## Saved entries
───

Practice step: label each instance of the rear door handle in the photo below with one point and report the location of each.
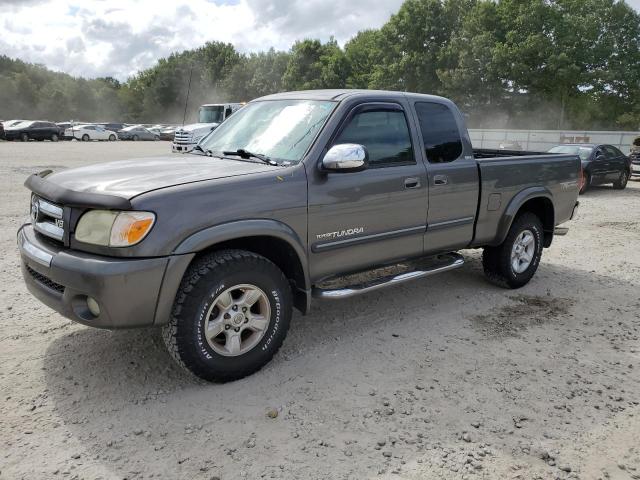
(412, 182)
(440, 180)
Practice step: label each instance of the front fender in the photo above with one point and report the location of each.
(242, 229)
(514, 207)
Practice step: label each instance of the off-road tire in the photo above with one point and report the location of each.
(622, 181)
(205, 279)
(496, 261)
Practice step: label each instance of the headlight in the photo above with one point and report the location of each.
(114, 229)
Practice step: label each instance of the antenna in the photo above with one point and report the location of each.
(186, 102)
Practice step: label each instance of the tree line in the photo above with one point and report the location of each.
(508, 63)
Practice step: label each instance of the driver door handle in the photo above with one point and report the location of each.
(412, 182)
(440, 180)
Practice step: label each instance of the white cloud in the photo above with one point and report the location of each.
(120, 37)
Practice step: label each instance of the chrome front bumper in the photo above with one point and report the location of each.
(127, 290)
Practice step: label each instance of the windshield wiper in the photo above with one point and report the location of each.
(242, 153)
(198, 148)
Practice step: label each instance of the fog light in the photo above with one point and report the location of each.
(94, 308)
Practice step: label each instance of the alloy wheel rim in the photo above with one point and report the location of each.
(523, 251)
(237, 320)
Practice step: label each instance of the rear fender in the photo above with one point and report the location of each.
(514, 207)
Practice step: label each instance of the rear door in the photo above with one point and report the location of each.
(617, 162)
(600, 167)
(453, 179)
(367, 218)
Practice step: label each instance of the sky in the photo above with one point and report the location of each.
(118, 38)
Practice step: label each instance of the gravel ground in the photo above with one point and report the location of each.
(447, 377)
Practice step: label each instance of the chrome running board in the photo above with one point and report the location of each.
(429, 266)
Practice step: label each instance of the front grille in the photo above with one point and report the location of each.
(44, 280)
(183, 138)
(47, 218)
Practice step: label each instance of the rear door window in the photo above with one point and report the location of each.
(440, 133)
(612, 152)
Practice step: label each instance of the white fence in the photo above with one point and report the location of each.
(543, 140)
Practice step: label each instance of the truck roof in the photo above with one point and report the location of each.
(220, 104)
(343, 93)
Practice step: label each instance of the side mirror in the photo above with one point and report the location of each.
(348, 157)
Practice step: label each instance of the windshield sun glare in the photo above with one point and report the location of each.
(281, 130)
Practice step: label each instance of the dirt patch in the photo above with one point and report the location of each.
(526, 311)
(619, 225)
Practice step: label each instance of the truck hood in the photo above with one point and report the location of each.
(129, 178)
(194, 127)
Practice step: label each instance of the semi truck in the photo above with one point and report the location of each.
(209, 117)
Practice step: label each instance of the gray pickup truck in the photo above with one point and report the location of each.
(286, 201)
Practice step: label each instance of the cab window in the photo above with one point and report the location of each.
(384, 133)
(440, 134)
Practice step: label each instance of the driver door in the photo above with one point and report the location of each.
(375, 216)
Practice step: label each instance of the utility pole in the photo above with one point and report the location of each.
(186, 102)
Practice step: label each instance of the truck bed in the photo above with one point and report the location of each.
(507, 177)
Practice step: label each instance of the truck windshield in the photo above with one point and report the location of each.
(279, 129)
(211, 114)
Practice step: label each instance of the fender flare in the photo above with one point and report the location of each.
(207, 237)
(185, 252)
(514, 206)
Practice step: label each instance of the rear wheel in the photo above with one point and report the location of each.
(622, 181)
(230, 316)
(513, 263)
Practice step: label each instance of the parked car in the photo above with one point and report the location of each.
(601, 164)
(167, 133)
(113, 126)
(34, 130)
(635, 158)
(137, 132)
(90, 132)
(293, 189)
(11, 123)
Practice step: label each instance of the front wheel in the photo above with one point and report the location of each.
(513, 263)
(622, 181)
(230, 316)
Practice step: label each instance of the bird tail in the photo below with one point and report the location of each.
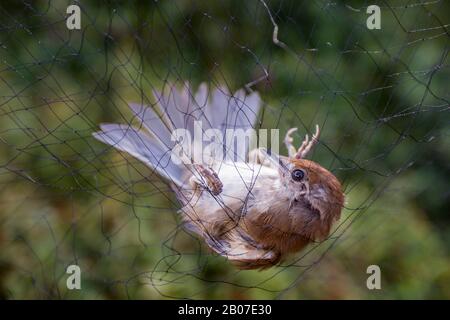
(153, 143)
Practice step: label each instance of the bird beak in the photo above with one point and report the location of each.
(275, 160)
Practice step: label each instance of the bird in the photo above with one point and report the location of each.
(252, 207)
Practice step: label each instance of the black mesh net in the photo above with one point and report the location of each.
(380, 96)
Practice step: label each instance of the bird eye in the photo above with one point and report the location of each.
(298, 175)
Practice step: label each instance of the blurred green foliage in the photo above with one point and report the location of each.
(380, 96)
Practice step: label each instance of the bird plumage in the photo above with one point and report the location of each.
(246, 209)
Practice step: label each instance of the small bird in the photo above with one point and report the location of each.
(255, 209)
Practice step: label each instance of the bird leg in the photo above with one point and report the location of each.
(305, 147)
(256, 156)
(202, 176)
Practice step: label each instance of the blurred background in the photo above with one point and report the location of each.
(381, 98)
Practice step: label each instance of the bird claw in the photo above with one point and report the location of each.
(306, 145)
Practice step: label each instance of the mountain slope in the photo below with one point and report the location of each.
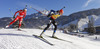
(13, 39)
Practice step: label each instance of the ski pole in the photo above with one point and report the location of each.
(26, 6)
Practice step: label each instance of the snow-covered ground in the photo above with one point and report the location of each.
(13, 39)
(83, 23)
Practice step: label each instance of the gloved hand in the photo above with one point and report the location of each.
(14, 17)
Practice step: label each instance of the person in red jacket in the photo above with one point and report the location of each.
(22, 14)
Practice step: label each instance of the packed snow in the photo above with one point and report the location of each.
(14, 39)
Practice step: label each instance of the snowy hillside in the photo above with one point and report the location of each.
(13, 39)
(83, 22)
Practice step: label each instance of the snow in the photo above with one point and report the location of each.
(14, 39)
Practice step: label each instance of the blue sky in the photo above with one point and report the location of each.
(72, 6)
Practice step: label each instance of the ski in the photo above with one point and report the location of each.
(43, 39)
(60, 39)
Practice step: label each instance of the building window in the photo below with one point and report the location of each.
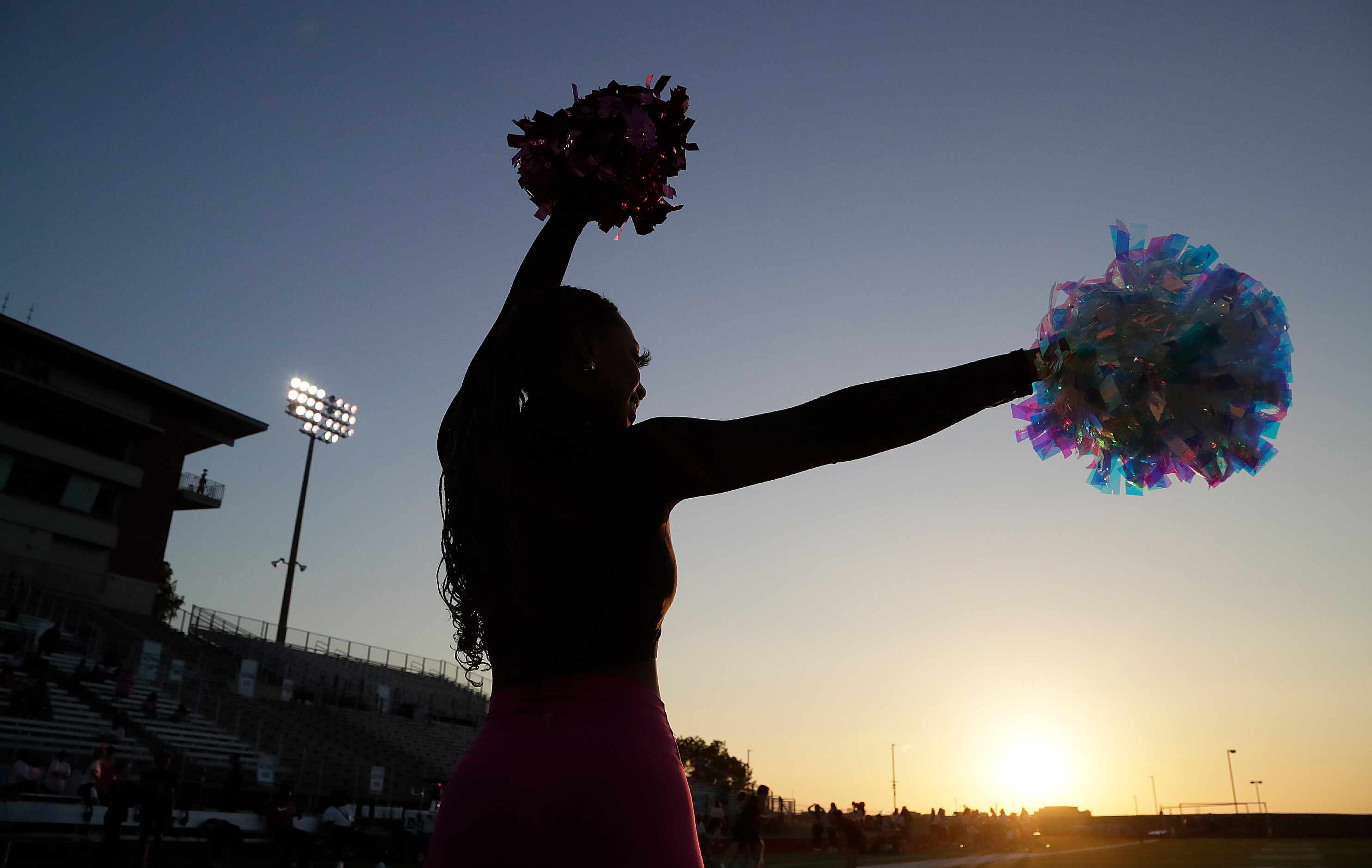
(44, 482)
(80, 494)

───

## Problem to work on
Every line above should be returned exactly; the pictures stay out.

## Response to this task
Practice step: label each instance of the rear door handle in the photo below with one point and report the location of each.
(412, 182)
(440, 180)
Practice step: label each instance of the front fender in the photo above with one point and report the location of each.
(242, 229)
(514, 207)
Practice step: label each instance of the off-road tire in the photo above with one point and report the location of each.
(622, 181)
(205, 279)
(496, 261)
Practice step: label each instance of the headlight in the photo above with one point and report the location of each.
(114, 229)
Practice step: label each instance of the antenna in the photo above with one point and report the location of each.
(186, 102)
Practice step: label each instance of the tree line in the photo above with one point and report the location of each.
(508, 63)
Practice step: label each instance of the driver door handle in the photo above with one point and report the location of each.
(412, 182)
(440, 180)
Practice step: label each instance of the white cloud in the photo above with one point and report the location of each.
(120, 37)
Practice step: label each instance of the chrome front bumper in the photo above with one point and report the location of each.
(127, 290)
Practice step: label each instance of the windshield wiper in the photo above with one point and report the location of each.
(242, 153)
(198, 148)
Practice step: label each instance of the fog light in the photo above with one point and report the location of each.
(94, 308)
Practice step: label each instance of the alloy wheel rim in the photo above with one point and report the location of each.
(523, 251)
(237, 320)
Practice step: label each instance of the rear fender in the photo above with one point and report the location of each.
(514, 207)
Practice step: label each instance of the rear door in the photo above with one point and report the location of each.
(617, 162)
(600, 167)
(453, 179)
(367, 218)
Practice step: label each instance of the sky in the photo above with one point and report the location of each.
(118, 38)
Practice step: label each instance of the gravel ground in the photo above with one point and report the location of each.
(447, 377)
Practice step: label each instance of the chrome running board in the photo above with one point and report the location of each.
(429, 266)
Practice step: label each instance of the front grille in the photo above with one point and report the location of each.
(44, 280)
(183, 138)
(47, 218)
Practice step: label each instance of the rear door window in the photo above with one point and report the location of each.
(440, 133)
(612, 152)
Practice step: label each instance of the white fence in the photo above with one point and report the location of each.
(543, 140)
Practice step: label each instance of the truck roof in the photo above with one point and report the location of each.
(220, 104)
(343, 93)
Practice step: label each instance of the side mirror in the photo above with one point and report the location of each.
(348, 157)
Practice step: label each instance of the windshield sun glare in the photo above with one point and report the location of each.
(281, 130)
Practice step: label each instance of the dirt patch in the photo above with one point and report the location of each.
(526, 311)
(619, 225)
Practice step: label each instance of the truck hood in the photo above with one point and report the location of each.
(129, 178)
(194, 127)
Practice step: label each instance of the semi truck in the photo above with one point and report the location of each.
(209, 117)
Practice step: label each instance of the gray pickup truck in the photo above with one point and report the location of each.
(286, 201)
Practice step: label each instance of the cab window in the photo above with one point and report the location of each.
(384, 133)
(440, 134)
Practice step: label each instance of the driver door in the photo above with one point and report the location of each.
(375, 216)
Practice step: label each instance of the utility pole in the photo above with one point and report the location of each.
(186, 102)
Practice step: label each instance of the truck bed in the photo above with one point and report the location of each.
(507, 177)
Practice step: label each instance of the truck windshield in the photo above with one point and report the location of each.
(279, 129)
(211, 114)
Practice step: label each instance of the fender flare in the photo above with one point and report the location of each.
(207, 237)
(185, 252)
(514, 206)
Practice step: label each instance of the rear wheel in the photo above with one point and report the location of each.
(622, 181)
(230, 316)
(513, 263)
Practice step: label each instance of the parked car in the photo above with one point and report the location of each.
(601, 164)
(167, 133)
(113, 126)
(34, 130)
(635, 158)
(137, 132)
(90, 132)
(293, 189)
(11, 123)
Practice step: label each instance of the front wheel in the photo above with one point and report the location of each.
(513, 263)
(622, 181)
(230, 316)
Practice step: label each instance of the bird tail in the photo below with one point and report the location of each.
(153, 143)
Practice step: label each instance of the bird beak in the photo above with one point and report the location of each.
(275, 160)
Practice step: label each instance of the bird in the photo above with one point and report the location of each.
(252, 207)
Practice step: label each instance of the black mesh net in the photo above with one point and report the location of each.
(380, 96)
Practice step: label each instance of the bird eye in the photo above with one point and report the location of each.
(298, 175)
Practice step: label each instance of the blurred green foliage in the photo above with one point and report the location of each.
(380, 96)
Practice step: label each instance of the bird plumage in the photo above with one point and report the location of each.
(246, 209)
Practice step: label each instance of the small bird in the photo above with one point and report the location of each.
(255, 209)
Practice step: label each instance of the bird leg in the photo above with one point and report the location of each.
(305, 147)
(256, 156)
(202, 176)
Practice step: label each instance of the blurred background in the photo above with one point and report the location of each.
(381, 98)
Practice step: label each instance of the bird claw in the photo above with one point and report the location of each.
(306, 145)
Practice step: label each instance of the mountain slope in the photo below with one point and report the location of each.
(13, 39)
Practice step: label each instance of the ski pole in the photo above with one point and report the location of each.
(26, 6)
Practice step: label each instance of the snow-covered ground in the photo above with one point and report the location of each.
(13, 39)
(83, 23)
Practice step: label each instance of the gloved hand in the photo above with one point and report the location of each.
(14, 17)
Practice step: label each instance of the person in red jacket in the photo above with one point and report the location of each.
(22, 14)
Practice step: label each instance of the packed snow in the photo above with one point and report the location of each.
(14, 39)
Practice step: label each instance of the snowy hillside in the photo above with one point and report the location of each.
(13, 39)
(83, 22)
Practice step: label each instance of the snow in the photo above with one point and report the location of each.
(14, 39)
Practice step: label each instance of the blue sky in the photo above with one point and report the location of each.
(72, 6)
Practice step: label each instance of the ski in the photo above with one point and report the location of each.
(43, 39)
(60, 39)
Practice step: label each instance of the building window in the photo below with one point and report the location of each.
(44, 482)
(80, 494)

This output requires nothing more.